*** Selected extract ***

Mechanisms of endothelial cell killing by H2O2 or products of activated neutrophils

Abstract

Interactions between rat pulmonary artery endothelial cells and hydrogen peroxide or toxic oxygen products from phorbol ester-activated human neutrophils result in endothelial cell killing defined by 51Cr release. It has been shown that this cytotoxic reaction can be blocked by the presence of catalase, iron chelators, or scavengers of the hydroxyl radical. Evidence shows that products from xanthine oxidase of endothelial cells are necessary for the toxic effects of hydrogen peroxide or phorbol ester-activated neutrophils. Addition of xanthine oxidase inhibitors protects against phorbol ester-mediated injury of endothelial cells. Preloading of endothelial cells with superoxide dismutase attenuates injury caused either by hydrogen peroxide or phorbol ester-activated neutrophils. Conversion of xanthine dehydrogenase to xanthine oxidase in endothelial cells occurs during contact of endothelial cells by activated neutrophils. This conversion is not related to oxygen products of neutrophils. Conversion of xanthine dehydrogenase to xanthine oxidase in endothelial cells is also induced by endothelial cell contact with C5a, N'-formyl-methionyl-leucyl-phenylalanine (fMLP), or tumor necrosis factor alpha (TNF[alpha]). Interaction of hydrogen peroxide with endothelial cells rapidly depletes adenosine triphosphate (ATP) and causes the extracellular appearance of xanthine and hypoxanthine. Agents that protect endothelial cells from the toxic effects of hydrogen peroxide do not prevent falls in cellular ATP caused by hydrogen peroxide, indicating that ATP levels do not necessarily correlate with cytotoxic events. A synergy between hydrogen peroxide and proteases in endothelial cell killing has been demonstrated. TNF[alpha] causes alterations in endothelial cells, the result of which is increased susceptibility to killing by PMA-activated neutrophils.

*** End of Selected extract ***

Work to complete:
Answer these questions using the abstract on endothelial cell killing.
1. Which three kinds of agents can block the cytotoxic reaction?
2. Besides activated neutrophils, which three substances induce conversion of xanthine dehydrogenase to xanthine oxidase in endothelial cells?
3. Which two substances appear extracellularly when hydrogen peroxide interacts with endothelial cells?

*** Information provided ***

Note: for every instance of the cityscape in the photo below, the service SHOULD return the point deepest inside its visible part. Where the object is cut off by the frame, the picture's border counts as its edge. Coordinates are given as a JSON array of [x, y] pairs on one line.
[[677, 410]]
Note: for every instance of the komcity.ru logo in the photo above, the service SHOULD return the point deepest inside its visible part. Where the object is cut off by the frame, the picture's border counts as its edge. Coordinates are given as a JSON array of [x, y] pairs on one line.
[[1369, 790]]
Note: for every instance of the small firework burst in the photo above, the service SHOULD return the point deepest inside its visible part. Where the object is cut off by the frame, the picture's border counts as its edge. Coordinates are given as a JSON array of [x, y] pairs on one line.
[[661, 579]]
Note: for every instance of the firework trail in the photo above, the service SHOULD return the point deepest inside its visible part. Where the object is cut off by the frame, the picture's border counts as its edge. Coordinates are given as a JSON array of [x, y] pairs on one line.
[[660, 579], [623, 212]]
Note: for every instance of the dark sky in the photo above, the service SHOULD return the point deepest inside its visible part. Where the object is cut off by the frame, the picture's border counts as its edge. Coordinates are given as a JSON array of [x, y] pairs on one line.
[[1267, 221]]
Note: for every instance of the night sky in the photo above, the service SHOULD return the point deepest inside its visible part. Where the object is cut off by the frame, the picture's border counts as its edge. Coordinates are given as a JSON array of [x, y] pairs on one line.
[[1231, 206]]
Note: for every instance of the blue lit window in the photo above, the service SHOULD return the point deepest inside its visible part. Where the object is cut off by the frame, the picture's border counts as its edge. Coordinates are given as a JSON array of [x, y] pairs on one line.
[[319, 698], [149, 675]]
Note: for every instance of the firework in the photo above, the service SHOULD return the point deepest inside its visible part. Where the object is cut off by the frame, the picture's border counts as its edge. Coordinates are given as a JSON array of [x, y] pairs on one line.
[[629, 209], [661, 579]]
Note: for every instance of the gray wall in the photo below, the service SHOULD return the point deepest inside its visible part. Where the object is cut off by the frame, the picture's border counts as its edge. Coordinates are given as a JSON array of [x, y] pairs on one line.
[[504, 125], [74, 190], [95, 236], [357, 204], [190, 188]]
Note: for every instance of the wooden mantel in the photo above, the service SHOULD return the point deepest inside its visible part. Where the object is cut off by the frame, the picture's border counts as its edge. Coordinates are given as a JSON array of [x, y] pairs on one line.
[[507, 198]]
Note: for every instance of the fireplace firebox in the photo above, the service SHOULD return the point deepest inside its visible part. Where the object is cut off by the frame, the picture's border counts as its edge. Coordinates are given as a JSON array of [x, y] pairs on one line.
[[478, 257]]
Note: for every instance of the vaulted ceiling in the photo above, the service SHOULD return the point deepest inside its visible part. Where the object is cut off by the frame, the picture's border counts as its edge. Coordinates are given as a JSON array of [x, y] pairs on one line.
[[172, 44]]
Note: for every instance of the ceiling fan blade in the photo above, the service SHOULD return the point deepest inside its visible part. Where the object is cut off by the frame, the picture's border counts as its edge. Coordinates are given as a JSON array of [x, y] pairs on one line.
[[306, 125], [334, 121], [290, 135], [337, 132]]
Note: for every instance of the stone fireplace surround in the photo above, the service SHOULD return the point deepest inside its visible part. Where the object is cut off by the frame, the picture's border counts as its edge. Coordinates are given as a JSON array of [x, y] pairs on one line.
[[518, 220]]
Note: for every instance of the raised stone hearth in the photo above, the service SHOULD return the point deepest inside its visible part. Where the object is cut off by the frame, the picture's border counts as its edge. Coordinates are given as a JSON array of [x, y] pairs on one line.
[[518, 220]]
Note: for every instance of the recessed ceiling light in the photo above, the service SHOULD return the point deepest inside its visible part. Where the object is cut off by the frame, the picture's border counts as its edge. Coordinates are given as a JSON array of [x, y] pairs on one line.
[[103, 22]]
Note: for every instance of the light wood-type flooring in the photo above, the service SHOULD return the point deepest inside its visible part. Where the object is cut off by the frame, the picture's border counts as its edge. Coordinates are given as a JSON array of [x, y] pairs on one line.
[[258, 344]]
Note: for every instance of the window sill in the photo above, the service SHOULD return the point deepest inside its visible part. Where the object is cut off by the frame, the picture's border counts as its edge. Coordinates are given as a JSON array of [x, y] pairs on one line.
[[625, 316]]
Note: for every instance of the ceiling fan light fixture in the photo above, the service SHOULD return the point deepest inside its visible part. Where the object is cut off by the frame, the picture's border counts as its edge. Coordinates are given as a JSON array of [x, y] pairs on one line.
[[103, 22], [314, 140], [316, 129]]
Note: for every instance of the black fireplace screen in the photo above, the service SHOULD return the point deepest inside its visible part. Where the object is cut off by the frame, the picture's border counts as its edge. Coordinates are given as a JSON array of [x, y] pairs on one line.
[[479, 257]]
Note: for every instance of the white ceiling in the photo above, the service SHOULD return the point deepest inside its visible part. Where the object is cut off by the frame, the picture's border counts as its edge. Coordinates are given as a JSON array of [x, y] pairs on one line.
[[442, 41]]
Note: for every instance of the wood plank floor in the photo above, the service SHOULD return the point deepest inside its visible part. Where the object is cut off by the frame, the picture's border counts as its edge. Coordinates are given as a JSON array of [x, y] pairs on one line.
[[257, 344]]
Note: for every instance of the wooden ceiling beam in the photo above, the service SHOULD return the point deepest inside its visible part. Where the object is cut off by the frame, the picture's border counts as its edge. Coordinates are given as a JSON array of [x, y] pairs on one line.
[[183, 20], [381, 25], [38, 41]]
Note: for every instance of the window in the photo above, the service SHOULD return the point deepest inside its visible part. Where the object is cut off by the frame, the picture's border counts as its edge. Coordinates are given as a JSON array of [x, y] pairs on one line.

*** End of Information provided ***

Response to the exercise:
1. Catalase, iron chelators, and scavengers of the hydroxyl radical.
2. C5a, N'-formyl-methionyl-leucyl-phenylalanine (fMLP), and tumor necrosis factor alpha (TNF[alpha]).
3. Xanthine and hypoxanthine.